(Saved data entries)
● ● ●

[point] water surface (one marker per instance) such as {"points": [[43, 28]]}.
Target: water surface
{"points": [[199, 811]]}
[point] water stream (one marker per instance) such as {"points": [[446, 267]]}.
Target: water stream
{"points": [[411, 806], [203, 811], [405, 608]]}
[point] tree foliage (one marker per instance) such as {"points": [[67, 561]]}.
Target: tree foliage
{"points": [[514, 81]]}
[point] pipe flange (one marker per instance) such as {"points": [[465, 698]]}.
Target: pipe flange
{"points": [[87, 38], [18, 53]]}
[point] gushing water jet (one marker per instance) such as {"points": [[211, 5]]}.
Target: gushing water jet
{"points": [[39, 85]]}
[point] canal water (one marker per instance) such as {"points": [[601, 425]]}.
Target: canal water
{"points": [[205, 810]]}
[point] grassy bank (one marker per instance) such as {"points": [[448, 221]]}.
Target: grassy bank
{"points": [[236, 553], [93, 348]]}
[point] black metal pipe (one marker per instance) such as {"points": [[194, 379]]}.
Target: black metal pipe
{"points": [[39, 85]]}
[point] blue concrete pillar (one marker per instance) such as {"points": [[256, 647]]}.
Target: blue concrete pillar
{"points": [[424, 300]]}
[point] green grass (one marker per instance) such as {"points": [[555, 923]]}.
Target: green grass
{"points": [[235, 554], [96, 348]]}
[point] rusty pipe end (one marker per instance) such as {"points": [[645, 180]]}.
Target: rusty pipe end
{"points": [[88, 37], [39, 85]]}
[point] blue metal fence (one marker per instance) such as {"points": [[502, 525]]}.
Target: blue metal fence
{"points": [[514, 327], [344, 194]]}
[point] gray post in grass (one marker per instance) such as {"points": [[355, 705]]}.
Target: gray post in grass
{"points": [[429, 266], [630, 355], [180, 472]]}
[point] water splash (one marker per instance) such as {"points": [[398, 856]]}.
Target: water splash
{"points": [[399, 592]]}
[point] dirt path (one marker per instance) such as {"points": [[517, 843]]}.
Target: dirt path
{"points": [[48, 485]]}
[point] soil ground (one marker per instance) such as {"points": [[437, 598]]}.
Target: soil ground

● ● ●

Every line above that holds the word "soil" should be copied out.

[point] soil ground (one marker per instance) such as {"points": [[437, 598]]}.
Target: soil ground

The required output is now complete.